== WHAT TO DO ==
Beneath this instruction is a block of data; output from it exactly the lines that run from the one containing "Target: neighbor window" through the one containing "Target: white trim molding", inclusive.

Stored data entries
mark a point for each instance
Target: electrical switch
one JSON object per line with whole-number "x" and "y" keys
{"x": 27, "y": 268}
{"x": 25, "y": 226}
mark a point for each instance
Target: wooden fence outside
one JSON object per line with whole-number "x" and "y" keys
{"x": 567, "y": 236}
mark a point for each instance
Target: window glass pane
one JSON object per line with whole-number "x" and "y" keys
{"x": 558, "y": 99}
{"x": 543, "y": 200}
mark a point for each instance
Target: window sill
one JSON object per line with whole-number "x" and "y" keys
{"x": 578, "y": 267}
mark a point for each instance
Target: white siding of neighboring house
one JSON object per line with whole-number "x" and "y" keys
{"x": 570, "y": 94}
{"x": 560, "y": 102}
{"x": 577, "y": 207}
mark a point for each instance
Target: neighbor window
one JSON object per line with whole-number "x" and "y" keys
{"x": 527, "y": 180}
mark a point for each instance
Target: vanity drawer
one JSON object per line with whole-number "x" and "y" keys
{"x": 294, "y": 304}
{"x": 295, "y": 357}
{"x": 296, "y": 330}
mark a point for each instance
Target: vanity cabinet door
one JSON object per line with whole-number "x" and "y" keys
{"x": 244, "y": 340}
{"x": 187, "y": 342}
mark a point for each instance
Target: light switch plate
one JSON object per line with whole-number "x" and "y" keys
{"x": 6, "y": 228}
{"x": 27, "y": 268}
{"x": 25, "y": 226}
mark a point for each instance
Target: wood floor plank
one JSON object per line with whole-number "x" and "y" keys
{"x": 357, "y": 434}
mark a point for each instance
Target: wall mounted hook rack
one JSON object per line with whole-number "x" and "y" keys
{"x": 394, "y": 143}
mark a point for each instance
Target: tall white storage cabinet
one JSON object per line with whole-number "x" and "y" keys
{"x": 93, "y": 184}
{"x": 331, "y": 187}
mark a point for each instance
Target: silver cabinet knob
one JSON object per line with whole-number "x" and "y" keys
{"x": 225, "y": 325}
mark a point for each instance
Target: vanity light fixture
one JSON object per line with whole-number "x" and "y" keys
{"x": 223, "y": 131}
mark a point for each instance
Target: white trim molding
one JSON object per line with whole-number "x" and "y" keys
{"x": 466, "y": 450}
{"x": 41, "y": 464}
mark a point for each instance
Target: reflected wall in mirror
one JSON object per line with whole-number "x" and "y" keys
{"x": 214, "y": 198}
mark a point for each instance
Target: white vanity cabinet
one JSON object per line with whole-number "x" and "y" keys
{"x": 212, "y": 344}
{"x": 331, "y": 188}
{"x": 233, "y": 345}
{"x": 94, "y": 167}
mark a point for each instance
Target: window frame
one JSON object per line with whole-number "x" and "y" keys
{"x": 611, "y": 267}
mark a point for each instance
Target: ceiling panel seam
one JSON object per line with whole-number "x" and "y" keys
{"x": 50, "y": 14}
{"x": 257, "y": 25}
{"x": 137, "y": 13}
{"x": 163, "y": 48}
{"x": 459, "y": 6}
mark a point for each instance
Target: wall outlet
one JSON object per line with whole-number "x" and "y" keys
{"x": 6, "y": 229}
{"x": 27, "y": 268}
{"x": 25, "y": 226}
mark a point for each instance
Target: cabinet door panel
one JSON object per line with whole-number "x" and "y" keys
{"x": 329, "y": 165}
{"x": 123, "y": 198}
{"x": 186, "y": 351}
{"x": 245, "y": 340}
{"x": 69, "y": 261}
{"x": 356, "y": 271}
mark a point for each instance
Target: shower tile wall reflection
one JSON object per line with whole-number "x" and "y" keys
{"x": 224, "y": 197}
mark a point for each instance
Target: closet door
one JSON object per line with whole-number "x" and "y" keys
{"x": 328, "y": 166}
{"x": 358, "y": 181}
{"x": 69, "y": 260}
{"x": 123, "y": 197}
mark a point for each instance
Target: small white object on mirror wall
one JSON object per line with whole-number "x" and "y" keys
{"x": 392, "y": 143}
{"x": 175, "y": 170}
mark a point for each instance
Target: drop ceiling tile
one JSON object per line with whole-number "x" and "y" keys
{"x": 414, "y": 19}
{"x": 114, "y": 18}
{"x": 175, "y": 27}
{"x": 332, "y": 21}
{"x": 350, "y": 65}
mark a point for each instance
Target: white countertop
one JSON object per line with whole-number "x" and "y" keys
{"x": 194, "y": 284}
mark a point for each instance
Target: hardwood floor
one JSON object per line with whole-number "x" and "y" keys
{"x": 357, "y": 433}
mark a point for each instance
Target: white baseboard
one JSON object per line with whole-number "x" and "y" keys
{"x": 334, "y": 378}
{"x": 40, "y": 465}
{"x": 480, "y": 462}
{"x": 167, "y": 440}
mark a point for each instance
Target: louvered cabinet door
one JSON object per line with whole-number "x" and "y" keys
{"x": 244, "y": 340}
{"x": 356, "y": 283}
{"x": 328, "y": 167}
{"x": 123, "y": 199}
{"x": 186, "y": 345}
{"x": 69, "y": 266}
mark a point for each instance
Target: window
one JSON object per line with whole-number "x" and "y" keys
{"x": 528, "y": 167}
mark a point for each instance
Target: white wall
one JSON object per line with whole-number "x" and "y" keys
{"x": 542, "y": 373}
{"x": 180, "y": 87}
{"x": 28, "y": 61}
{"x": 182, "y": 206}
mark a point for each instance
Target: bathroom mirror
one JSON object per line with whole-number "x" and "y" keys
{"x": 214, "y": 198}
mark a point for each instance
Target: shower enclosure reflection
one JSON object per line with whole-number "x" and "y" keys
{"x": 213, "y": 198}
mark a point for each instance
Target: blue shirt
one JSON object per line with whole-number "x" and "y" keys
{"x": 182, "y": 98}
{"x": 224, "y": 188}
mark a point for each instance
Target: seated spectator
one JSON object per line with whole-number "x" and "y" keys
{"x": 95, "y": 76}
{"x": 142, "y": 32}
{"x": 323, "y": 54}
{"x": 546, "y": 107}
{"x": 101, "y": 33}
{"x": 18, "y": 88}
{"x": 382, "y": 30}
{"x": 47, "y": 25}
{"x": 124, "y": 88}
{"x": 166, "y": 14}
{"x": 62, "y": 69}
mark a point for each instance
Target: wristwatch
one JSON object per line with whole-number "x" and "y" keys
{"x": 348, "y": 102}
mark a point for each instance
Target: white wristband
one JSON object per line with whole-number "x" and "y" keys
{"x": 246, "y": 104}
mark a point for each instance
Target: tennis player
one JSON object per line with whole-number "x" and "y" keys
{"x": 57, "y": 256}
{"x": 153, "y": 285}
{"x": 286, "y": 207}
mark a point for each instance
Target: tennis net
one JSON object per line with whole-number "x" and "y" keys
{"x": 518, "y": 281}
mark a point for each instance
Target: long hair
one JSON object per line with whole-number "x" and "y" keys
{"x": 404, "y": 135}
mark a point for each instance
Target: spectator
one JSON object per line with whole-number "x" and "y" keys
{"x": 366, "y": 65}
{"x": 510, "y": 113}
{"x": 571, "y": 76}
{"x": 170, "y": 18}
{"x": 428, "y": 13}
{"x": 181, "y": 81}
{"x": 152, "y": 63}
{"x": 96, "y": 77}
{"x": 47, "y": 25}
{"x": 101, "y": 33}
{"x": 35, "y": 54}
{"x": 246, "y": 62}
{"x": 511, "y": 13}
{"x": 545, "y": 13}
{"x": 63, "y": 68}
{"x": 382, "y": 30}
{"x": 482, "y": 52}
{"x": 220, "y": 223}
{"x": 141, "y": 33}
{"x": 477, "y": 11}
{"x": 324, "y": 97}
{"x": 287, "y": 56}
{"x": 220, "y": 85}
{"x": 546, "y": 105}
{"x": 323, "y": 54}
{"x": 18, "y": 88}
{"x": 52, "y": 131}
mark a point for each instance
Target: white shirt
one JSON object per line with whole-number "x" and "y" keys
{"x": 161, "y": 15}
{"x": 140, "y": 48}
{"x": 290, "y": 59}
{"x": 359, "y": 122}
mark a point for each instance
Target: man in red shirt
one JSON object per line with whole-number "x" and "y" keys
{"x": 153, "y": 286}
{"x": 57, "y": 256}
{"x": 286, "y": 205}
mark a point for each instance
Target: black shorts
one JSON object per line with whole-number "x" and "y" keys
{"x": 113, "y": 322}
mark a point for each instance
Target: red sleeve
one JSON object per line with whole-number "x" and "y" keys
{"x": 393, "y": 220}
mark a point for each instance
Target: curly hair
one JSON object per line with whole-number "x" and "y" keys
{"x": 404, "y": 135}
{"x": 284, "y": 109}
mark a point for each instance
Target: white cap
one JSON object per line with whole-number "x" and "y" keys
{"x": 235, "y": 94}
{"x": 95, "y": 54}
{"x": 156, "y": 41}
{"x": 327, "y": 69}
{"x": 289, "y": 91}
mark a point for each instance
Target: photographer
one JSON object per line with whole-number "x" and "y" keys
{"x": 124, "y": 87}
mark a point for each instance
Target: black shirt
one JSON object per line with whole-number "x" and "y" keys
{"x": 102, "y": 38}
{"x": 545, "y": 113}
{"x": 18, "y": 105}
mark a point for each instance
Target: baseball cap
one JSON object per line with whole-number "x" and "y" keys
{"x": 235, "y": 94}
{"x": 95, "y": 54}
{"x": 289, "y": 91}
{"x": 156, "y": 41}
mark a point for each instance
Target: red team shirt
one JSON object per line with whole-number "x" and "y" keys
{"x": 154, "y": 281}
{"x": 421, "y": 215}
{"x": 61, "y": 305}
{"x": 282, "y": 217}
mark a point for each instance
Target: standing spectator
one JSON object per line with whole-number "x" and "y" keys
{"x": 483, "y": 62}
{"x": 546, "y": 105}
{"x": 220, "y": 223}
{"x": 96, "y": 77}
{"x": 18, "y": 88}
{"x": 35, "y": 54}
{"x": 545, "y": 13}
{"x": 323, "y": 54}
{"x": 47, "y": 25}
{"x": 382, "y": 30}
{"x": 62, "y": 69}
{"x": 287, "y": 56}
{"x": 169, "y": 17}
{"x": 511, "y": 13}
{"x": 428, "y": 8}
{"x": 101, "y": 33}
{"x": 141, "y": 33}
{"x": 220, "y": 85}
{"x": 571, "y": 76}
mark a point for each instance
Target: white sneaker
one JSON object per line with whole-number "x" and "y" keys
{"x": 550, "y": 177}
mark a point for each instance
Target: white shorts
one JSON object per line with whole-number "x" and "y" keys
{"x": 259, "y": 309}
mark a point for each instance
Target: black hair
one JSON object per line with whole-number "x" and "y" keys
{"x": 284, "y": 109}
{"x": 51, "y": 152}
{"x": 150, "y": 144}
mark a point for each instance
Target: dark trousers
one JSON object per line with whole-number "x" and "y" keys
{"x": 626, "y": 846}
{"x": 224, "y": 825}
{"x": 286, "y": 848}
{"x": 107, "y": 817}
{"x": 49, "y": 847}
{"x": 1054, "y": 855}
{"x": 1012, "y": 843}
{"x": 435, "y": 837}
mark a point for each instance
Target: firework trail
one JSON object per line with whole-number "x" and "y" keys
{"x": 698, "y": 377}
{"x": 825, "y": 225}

== RESULT FOR THIS EXERCISE ==
Target: neighbor window
one JSON object per line with whole-number "x" and "y" keys
{"x": 527, "y": 180}
mark a point for each instance
Target: vanity drawer
one JSON object per line with whole-number "x" and "y" keys
{"x": 294, "y": 304}
{"x": 295, "y": 357}
{"x": 296, "y": 330}
mark a point for each instance
Target: vanity cabinet door
one JSON object per line with whole-number "x" and "y" keys
{"x": 244, "y": 340}
{"x": 187, "y": 342}
mark a point for each instance
Target: light switch plate
one JSON object per line with whole-number "x" and "y" keys
{"x": 6, "y": 228}
{"x": 27, "y": 268}
{"x": 25, "y": 226}
mark a point for each instance
Target: wood floor plank
one JSON object per line with whole-number "x" and "y" keys
{"x": 357, "y": 434}
mark a point for each instance
Target: wall mounted hook rack
one JSON object per line with whole-number "x" and "y" keys
{"x": 394, "y": 143}
mark a point for each instance
Target: tall white storage cabinet
one JSON object per line with whole-number "x" and "y" keys
{"x": 93, "y": 184}
{"x": 331, "y": 187}
mark a point for each instance
Target: silver cabinet knob
one JSON object per line with whole-number "x" and "y" keys
{"x": 225, "y": 325}
mark a point for each instance
Target: vanity light fixture
one JSON object per line with whole-number "x" and "y" keys
{"x": 223, "y": 131}
mark a point for each instance
Target: white trim molding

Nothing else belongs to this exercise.